DESCRIPTION OF THE TASK:
Copy each line exactly.

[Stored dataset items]
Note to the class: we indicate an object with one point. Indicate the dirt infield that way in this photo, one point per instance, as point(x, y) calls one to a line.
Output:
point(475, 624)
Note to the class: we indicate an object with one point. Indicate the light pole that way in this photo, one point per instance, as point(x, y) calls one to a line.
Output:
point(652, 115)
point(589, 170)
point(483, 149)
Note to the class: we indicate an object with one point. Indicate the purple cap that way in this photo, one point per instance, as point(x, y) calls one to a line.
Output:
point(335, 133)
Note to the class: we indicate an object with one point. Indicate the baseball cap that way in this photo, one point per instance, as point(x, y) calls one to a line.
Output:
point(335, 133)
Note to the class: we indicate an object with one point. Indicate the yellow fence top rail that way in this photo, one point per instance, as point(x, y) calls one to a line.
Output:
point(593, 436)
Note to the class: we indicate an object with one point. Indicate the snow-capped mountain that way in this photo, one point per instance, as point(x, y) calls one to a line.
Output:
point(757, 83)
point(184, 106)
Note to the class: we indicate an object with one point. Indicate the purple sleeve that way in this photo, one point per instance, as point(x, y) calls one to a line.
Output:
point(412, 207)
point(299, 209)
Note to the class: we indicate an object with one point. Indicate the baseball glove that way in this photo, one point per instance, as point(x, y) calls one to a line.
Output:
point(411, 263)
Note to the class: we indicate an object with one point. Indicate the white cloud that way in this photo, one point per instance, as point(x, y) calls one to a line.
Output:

ANSWER IN FULL:
Note to the class: we indicate an object with one point. Indicate the dirt infield that way in this photo, one point per instance, as point(x, y) calls one to a line.
Output:
point(475, 624)
Note to the class: we indicate an object with one point. Indicate the light pole that way in this photo, one point per instance, as point(x, y) calls one to a line.
Output:
point(652, 115)
point(589, 170)
point(483, 149)
Note to the class: we indicate an object with one point. Indicate the purple cap that way in this photo, one point per instance, as point(x, y) calls one to a line.
Output:
point(335, 133)
Note to the class: we indicate an object with one point. Indicate the baseball cap that way in this photo, one point per instance, as point(x, y) calls one to a line.
Output:
point(335, 133)
Note to the class: we indicate an object with one point. Indicate the yellow fence top rail that way in this photo, one point per instance, as point(x, y) calls one to a line.
Output:
point(593, 436)
Note to the class: we indicate an object with one point. Indicate the snow-capped mountain that way in this photo, one point per instance, as point(x, y) calls one to a line.
Output:
point(757, 83)
point(184, 106)
Note to the class: we indicate an object with one point. Indicate the purple sleeve that way in this photo, one point per instance, as point(x, y) calls one to a line.
Output:
point(412, 207)
point(299, 209)
Note to the class: we indicate an object with one point. Indicate the baseball glove that way in this photo, one point per instance, as point(x, y) calls one to a line.
Output:
point(411, 263)
Note to the class: we indicate an object with one point. Indicate the white cloud that way in this photo, one point per instance, as point(x, y) calls one to a line.
Output:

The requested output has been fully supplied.